#### Data provided
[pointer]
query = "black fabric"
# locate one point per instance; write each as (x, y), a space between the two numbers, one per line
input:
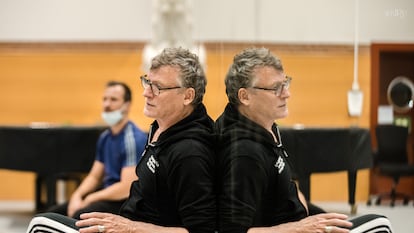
(176, 177)
(371, 223)
(256, 187)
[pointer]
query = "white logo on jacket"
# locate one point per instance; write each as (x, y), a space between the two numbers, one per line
(152, 164)
(280, 164)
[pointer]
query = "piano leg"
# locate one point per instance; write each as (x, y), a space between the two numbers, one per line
(38, 192)
(351, 190)
(304, 186)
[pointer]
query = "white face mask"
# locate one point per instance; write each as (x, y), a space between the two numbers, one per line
(112, 118)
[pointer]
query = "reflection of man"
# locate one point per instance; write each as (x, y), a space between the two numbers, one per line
(119, 149)
(256, 191)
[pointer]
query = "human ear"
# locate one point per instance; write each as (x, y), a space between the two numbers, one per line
(189, 95)
(243, 96)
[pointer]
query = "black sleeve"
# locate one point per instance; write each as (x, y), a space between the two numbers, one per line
(192, 181)
(243, 183)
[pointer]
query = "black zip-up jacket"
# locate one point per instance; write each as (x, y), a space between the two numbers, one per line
(175, 185)
(255, 184)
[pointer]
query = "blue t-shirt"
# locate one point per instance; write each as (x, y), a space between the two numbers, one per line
(119, 151)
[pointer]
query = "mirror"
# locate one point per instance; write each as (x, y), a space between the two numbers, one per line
(400, 94)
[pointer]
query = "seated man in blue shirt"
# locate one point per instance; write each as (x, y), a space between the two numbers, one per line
(118, 151)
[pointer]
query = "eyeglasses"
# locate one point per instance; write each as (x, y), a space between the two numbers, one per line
(279, 87)
(155, 88)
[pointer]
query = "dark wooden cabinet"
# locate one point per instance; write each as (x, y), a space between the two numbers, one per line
(389, 61)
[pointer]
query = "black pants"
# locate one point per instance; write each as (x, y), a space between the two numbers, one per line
(99, 206)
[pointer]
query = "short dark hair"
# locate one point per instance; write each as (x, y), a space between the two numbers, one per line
(191, 71)
(127, 90)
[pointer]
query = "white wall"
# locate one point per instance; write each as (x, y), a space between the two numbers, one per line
(285, 21)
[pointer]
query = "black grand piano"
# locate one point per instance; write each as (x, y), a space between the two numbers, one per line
(321, 150)
(52, 153)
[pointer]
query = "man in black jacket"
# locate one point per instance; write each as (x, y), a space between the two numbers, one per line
(256, 189)
(174, 192)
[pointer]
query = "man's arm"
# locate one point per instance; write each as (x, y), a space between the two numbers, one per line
(116, 191)
(88, 185)
(114, 223)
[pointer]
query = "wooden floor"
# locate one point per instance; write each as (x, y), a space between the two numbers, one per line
(15, 216)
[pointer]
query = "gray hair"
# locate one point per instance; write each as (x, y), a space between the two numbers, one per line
(191, 71)
(241, 72)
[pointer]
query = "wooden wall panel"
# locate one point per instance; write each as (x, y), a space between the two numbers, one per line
(63, 83)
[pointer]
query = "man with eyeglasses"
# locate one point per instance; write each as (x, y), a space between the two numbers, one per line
(256, 191)
(174, 192)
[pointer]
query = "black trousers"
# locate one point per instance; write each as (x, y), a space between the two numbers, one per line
(99, 206)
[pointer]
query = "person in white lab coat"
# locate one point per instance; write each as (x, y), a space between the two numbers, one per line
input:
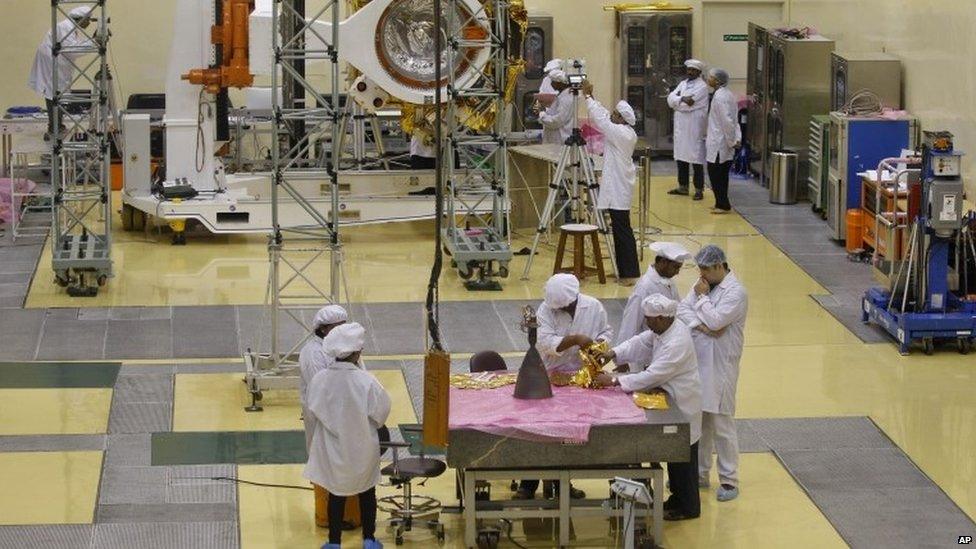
########
**Task objective**: Answer with a single number: the count of lines above that contain the string "wooden".

**Exercise answer**: 3